> STORED DATA
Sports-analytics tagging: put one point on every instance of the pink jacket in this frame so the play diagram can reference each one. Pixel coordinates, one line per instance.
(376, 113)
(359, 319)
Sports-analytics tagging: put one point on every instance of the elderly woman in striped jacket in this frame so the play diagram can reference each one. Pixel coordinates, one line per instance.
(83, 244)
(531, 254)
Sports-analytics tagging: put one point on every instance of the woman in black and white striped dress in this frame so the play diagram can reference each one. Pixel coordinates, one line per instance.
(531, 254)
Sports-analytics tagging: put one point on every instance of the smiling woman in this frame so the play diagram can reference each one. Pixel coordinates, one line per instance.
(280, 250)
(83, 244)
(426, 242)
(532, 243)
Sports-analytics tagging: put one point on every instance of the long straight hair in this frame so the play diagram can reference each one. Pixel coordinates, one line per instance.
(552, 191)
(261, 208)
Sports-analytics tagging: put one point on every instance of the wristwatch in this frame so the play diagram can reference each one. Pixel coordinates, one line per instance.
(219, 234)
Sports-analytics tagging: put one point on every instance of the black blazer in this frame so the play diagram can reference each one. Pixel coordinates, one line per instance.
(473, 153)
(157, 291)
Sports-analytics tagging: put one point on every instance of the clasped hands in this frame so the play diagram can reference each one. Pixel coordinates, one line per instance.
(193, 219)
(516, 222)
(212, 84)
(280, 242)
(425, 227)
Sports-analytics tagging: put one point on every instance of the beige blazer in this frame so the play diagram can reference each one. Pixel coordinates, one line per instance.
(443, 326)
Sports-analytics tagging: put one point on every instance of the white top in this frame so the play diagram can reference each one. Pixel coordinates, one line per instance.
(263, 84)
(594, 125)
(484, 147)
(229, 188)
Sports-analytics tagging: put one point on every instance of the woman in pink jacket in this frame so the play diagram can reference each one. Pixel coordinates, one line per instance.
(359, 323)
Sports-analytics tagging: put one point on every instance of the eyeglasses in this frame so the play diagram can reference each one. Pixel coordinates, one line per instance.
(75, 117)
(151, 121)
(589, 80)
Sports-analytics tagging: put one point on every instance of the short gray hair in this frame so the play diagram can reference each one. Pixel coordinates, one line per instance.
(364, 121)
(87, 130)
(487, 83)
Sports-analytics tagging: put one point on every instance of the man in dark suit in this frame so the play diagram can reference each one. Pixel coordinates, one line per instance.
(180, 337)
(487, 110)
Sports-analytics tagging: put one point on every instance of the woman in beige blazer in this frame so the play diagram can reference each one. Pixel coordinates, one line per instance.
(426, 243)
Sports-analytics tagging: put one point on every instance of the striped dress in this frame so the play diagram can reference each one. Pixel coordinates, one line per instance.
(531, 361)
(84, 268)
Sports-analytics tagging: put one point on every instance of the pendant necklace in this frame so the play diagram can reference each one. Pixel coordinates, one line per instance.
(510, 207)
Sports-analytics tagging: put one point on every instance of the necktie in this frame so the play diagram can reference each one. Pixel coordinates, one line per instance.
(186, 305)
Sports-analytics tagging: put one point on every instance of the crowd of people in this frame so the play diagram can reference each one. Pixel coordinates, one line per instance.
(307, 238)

> TASK INSTRUCTIONS
Copy down the whole of the data above, matching it exactly.

> RESPONSE TO THE TASK
Sports-analytics tagging: put one point on every instance of the pink jacket in this frame so the play diagram can reference each one. Pixel coordinates, one line per instance.
(376, 113)
(359, 319)
Sports-analytics tagging: put one point on every instance of the elderly woman in striped jacket in this frame so the play diagram can reference each one. Pixel coordinates, one line per instance.
(83, 244)
(531, 254)
Sports-analytics tagging: put one point on every instance of the woman in black and white striped dress in this frame so the play diagram can reference each one. Pixel coordinates, one line per instance.
(531, 254)
Sports-analytics tagging: put one point on every instance of the smiling woman in this frame so the play diagram can reference each one. Pixel coordinates, one line per instance.
(280, 250)
(83, 244)
(426, 242)
(532, 243)
Sports-analytics tagging: put one point on every instance of the long straight hair in this frame so the play diagram can reference each one. Pixel coordinates, one line per instance.
(552, 191)
(261, 208)
Sports-analytics tagging: put one point on every instance of the wristwatch in this frame so the play diagram can reference each one. Pixel coordinates, one line per instance.
(219, 234)
Sports-analytics tagging: put one point on every instance of the black blazer in this frame so the play diagram can reference each one. Pixel coordinates, one line per instance.
(473, 153)
(157, 291)
Sports-analytics tagging: put one point on every instance of the clasped hands in this frame so the play diagram can reference each one. Pixel coordinates, one line per instance.
(193, 219)
(516, 222)
(212, 84)
(280, 242)
(425, 227)
Sports-analytics tagging: put one point on every instance of the beige blazer in this frame so the play diagram can reference each one. Pixel coordinates, one line per instance.
(443, 326)
Sports-analytics tagging: put one point on every instance of the white top in this frame so the play diagram can reference each one. Pixel coordinates, one line per instance.
(263, 84)
(594, 125)
(484, 147)
(229, 188)
Sports-analytics tagging: put one point on every instance of the woman in pink jacket in this frame so the play diagram can reference each one. Pixel coordinates, one line per instance.
(359, 323)
Sports-analytics tagging: put one point on every instance of the eyeglasses in this frame so the play diagram can reference each one. Pixel coordinates, one line per instance.
(75, 117)
(151, 121)
(589, 80)
Sports-analytics tagging: put one point on every instance of the short gray hair in this frame so the play diagram can reference each one. Pixel coordinates, one line per instance.
(364, 121)
(87, 130)
(487, 83)
Sports-analytics tagging: put one point on every instance of the man in dark suit in this frame so the play diagram can reference each one. Pixel coordinates, one line per instance.
(180, 337)
(487, 110)
Sports-analytics tagging: put one point on every instance of the woman in beige blazer in this frame so the play diagram can reference each one. Pixel coordinates, one line per instance.
(426, 243)
Sports-analytics tagging: put one point on every instance of the striped dress in this frame so the play diagram can reference each one. Pixel coordinates, one line per instance.
(531, 361)
(84, 268)
Sports-analytics tagging: put one point on every instance of the pendant necklace in this frame so the play diagram can reference each one. Pixel coordinates, one line per instance.
(510, 207)
Sports-analytics tagging: put one point on every instance of the necktie in this frame so the play diagram can reference each one. Pixel coordinates, one line per instance.
(186, 305)
Sports-analytics tagging: put one point on every instance of the crowd of people in this frame so the play diagram can reference each one. Pixel coordinates, one line per instance.
(307, 238)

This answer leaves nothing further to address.